Lutheran Settlement House’s new gender justice program for men takes on toxic masculinity
August 21, 2018 Category: Featured, PurposeIn a recent column decrying the murder of longtime City Hall staffer Linda Rios-Neuby by her husband, Philly.com’s Will Bunch defined toxic masculinity as “a poisonous mix of a craving for male supremacy, an inability to properly channel emotions and an inevitable turn toward violence when things are not working out.”
Social services nonprofit Lutheran Settlement House (LSH) is launching a nine-month gender justice training program for men in association with its anti-domestic violence campaign Men Can. The Masculinity Action Project (MAP) will convene 10 to 15 male-identified Philadelphians to learn about the root causes of toxic masculinity and what they can do about it, then make plans to implement those lessons via community projects.
Starting with a weekend-long retreat this October and meeting monthly through June 2019, participants will learn feminist movement history, discuss their own experiences with toxic masculinity and support each other in developing best practices for overcoming its effects.

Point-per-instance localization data

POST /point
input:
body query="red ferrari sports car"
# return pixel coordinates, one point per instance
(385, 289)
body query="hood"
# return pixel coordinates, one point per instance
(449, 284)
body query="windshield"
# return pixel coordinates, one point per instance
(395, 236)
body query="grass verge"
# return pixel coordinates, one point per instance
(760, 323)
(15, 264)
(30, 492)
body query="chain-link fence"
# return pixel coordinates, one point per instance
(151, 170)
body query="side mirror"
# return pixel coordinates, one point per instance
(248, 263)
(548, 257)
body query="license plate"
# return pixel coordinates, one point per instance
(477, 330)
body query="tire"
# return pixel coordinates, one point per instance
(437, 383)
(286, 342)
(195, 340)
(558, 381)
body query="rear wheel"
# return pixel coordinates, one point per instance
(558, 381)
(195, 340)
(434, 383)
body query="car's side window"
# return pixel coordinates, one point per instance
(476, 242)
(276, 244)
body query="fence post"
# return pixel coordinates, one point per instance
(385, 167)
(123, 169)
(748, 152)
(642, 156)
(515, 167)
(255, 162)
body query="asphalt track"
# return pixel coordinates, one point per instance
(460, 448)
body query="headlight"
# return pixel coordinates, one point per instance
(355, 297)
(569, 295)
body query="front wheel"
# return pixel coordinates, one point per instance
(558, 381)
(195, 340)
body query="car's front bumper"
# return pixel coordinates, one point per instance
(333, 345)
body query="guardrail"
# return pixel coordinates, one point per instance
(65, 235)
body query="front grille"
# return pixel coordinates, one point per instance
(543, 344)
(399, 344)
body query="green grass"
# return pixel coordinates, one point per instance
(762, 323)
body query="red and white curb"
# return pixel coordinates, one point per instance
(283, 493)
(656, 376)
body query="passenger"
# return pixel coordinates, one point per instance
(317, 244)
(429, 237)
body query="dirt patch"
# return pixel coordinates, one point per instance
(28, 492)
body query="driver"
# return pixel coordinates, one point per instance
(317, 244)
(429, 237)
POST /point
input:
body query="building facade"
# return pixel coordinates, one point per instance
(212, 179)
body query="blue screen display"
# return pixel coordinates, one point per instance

REQUIRED ACTION 1.
Answer these questions using the article on the men's gender justice program.
(a) Who wrote the column that defines toxic masculinity?
(b) What is the name of the anti-domestic violence campaign linked to the program?
(c) Through what month and year will participants meet monthly?
REQUIRED ACTION 2.
Retype the passage of the article on the men's gender justice program from "Social services nonprofit" to "via community projects.".

SOLUTION 1.
(a) Will Bunch of Philly.com
(b) Men Can
(c) June 2019

SOLUTION 2.
Social services nonprofit Lutheran Settlement House (LSH) is launching a nine-month gender justice training program for men in association with its anti-domestic violence campaign Men Can. The Masculinity Action Project (MAP) will convene 10 to 15 male-identified Philadelphians to learn about the root causes of toxic masculinity and what they can do about it, then make plans to implement those lessons via community projects.